WRITTEN PROBLEM A: In the records, starting with the line that contains "the laptop, placing" and going on through the end of the records, change "play-diagram reference" to "playbook sketch" and leave everything else the same. Give back only those lines.

DOCUMENT EXTRACT:
▶

Community Wealth Building: From the Margins to the Mainstream

As the White House makes a welcome announcement on Community Wealth Building and underserved communities, we ask: but what about the wealthy overserved, and an economic system that maintains fundamental racial and social injustices?

This week the White House announced that ‘building community wealth’ is to be one of a suite of ‘community focused and driven’ policy initiatives that President Biden is promoting to deliver greater equity.  The Democracy Collaborative (TDC) applauds this important development, which acts as a welcome boost to the growing Community Wealth Building (CWB) movement across the United States.  

It is nearly twenty years since we first coined the term Community Wealth Building to represent a radical set of new approaches to transforming local economies through changing the ownership and control of capital from the bottom up.  Making resources available to and encouraging policy development in support of Community Wealth Building and other community-driven development efforts is an important step in creating the conditions and building a robust ecosystem of support for a more just and equitable economy in the United States after decades of growing inequality.

It is important, however, to view this is just one small step among many that the President and federal agencies must now take to go much further in transforming both economic development policy and practice and, far more importantly, local and regional economies across America.  

Activities to democratize the economy through Community Wealth Building must not reside solely within the confines of ‘community’ development, alongside or outside of the central operations of our economic system.  Rather, these approaches must be seen and used as a powerful corrective to the wider economy—integrated into all aspects of our economic thinking and planning to offer deep system change in the face of the compounding crises of climate, economic inequality, racial injustice, and the health of our political democracy.

There is little doubt that we must act now to address the climate crisis while also dealing with long-standing racial and economic injustices.  With wealth inequality deepening across the United States, and poverty an unacceptable reality for millions, we must make a rapid economic step change—offering hope where there is fear and a positive future where there is everyday misery.  Essential to making this change is that more Americans be given control over their economic lives: we must democratize our economy so that everyone has a genuine stake in the wealth we produce and so that we can collectively steward planetary resources for future generations.  

At TDC, we believe that Community Wealth building is an important way to deliver this.  In partnership with local government and institutions, intermediaries, and community organizations across the country, we are helping to spread awareness of CWB and advance practical action on the ground in communities. 

The CWB movement is here and growing.  Every day, we are working with and learning of new places and organizations who are taking a CWB approach to make progressive and radical step changes and start to deliver system change from the ground up.  Much of the energy for this work is driven by an awareness that the root causes of inequality and poverty are grounded in an unjust economic model where a powerful few benefit enormously from unprecedented levels of wealth concentration and resource extraction, while many of the rest of us struggle to make ends meet.

◀

RECORDS FOR THE EXERCISE:
▶

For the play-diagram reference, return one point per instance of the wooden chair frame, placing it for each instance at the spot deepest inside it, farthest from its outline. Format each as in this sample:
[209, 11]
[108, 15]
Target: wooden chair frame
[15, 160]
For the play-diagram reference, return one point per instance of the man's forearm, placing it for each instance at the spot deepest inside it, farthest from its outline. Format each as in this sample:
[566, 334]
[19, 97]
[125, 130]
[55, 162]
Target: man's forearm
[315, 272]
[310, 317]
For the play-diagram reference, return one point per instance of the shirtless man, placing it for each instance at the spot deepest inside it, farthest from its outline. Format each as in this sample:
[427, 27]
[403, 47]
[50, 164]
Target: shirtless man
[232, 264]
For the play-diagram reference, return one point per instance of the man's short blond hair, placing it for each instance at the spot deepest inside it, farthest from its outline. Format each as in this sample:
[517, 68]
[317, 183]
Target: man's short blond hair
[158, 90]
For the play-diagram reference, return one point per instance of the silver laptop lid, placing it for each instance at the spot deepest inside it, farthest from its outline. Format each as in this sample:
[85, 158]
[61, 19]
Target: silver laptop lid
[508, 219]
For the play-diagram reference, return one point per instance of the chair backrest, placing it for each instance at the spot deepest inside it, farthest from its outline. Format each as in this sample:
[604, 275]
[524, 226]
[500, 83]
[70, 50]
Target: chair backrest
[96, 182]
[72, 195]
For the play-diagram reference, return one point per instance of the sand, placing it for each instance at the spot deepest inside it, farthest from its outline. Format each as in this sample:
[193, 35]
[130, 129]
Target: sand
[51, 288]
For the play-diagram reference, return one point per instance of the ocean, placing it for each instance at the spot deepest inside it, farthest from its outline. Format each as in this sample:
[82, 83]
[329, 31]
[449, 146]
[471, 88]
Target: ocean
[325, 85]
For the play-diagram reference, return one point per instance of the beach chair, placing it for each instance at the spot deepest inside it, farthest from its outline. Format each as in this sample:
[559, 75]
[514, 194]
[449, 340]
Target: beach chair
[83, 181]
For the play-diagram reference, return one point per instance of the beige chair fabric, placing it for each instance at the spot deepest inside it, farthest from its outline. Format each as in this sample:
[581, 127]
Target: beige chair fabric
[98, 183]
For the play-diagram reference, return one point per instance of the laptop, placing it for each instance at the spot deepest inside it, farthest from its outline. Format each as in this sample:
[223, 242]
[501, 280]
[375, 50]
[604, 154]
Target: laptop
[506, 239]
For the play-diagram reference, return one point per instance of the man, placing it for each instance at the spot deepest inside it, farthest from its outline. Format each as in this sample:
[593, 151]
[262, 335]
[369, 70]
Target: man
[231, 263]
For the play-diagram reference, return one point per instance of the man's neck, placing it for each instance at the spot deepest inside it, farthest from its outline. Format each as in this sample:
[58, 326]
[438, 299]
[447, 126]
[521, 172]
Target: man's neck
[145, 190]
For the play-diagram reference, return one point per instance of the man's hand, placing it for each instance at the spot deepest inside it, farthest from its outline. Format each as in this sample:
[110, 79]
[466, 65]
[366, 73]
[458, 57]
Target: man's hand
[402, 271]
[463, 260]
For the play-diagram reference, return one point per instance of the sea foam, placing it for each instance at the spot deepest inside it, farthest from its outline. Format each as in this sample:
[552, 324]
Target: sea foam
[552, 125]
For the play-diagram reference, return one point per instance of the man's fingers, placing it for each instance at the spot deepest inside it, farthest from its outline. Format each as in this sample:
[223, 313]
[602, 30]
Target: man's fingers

◀

WRITTEN PROBLEM B: Write what follows the final sentence of the article on Community Wealth Building, carrying on from where it stops.

WRITTEN ANSWER A:
For the playbook sketch, return one point per instance of the laptop, placing it for each instance at the spot deepest inside it, farthest from its outline. Format each as in this sample:
[223, 242]
[501, 280]
[375, 50]
[604, 154]
Target: laptop
[506, 239]
For the playbook sketch, return one point per instance of the man, placing it for each instance at the spot deepest inside it, farthest from its outline. Format each as in this sample:
[593, 151]
[262, 335]
[369, 70]
Target: man
[231, 263]
For the playbook sketch, return one point per instance of the man's neck, placing it for each instance at the spot deepest inside it, farthest from its outline. Format each as in this sample:
[58, 326]
[438, 299]
[447, 126]
[521, 172]
Target: man's neck
[145, 190]
For the playbook sketch, return one point per instance of the man's hand, placing it for each instance at the spot deepest inside it, farthest from its outline. Format each as in this sample:
[110, 79]
[466, 65]
[366, 73]
[458, 57]
Target: man's hand
[402, 271]
[463, 260]
For the playbook sketch, return one point per instance of the sea foam, placing it for each instance at the spot deepest inside it, farthest from its outline. Format each as in this sample:
[552, 324]
Target: sea foam
[552, 125]
For the playbook sketch, return one point per instance of the man's fingers, placing it for each instance at the spot deepest inside it, farthest from its outline. Format each as in this sample:
[223, 313]
[602, 30]
Target: man's fingers

WRITTEN ANSWER B:
The White House’s announcement this week sits alongside the wider ‘Bidenomics’ agenda including the American Rescue Plan, Bipartisan Infrastructure Law (BIL), CHIPS and Science Act, and Inflation Reduction Act (IRA). This latest announcement specifically highlights an intent to ‘prioritize development that generates and retains wealth in a community by investing in the needs of both current and future residents, businesses, and institutions; mitigating displacement pressures; and supporting the long-term economic mobility of people and vitality of places.’ 

Taken together, these efforts are a step forward in acknowledging the intrinsic inequalities we face, including an implicit acknowledgement of wealth extraction from historically underserved and disinvested communities.

However—and this is where it grows difficult—to truly address these issues, we cannot focus simply on the ‘underserved’, we must also focus on the ‘overserved’ and tackle unjustifiable concentrations of wealth and power in our political economy head on. Wealth and poverty are two sides of the same coin—as they have always been in America.

To genuinely address economic inequalities and build community wealth we are going to have to reject the accepted conventions of economic development which favor the overserved, including large multinational corporations who still receive tax breaks and  locational incentives, and the legal and regulatory frameworks geared towards generating shareholder profit and massive returns on investments.  Rather we must replace these expectations with new progressive values and goals: democratic ownership, justice, stewardship, and wealth that is broadly shared. 

Community Wealth Building, done right, represents a deep system-level change to the economy.  Rather than simply renewing or revitalizing communities devastated by structural inequalities or attempting to alleviate the worst impacts of an agglomeration- and growth-oriented economy, the CWB movement seeks to replace extraction and exploitation with an economy that produces equity as part of its everyday, natural functioning.  Positioning CWB only within community development in underserved communities risks limiting its power to transform the wider economic system—a problem we must now urgently face for climate and other reasons, too.  

To achieve a United States where everyone flourishes, Community Wealth Building and associated efforts to democratize the economy must move from the margins to the mainstream of policy development and practice.  While this announcement from the Biden White House is a positive step, and one which we welcome wholeheartedly, it remains just that: one step among many more that must be taken to reshape America’s economy so that it truly can deliver “liberty and justice for all” within a democratic polity and the boundaries of a livable planet.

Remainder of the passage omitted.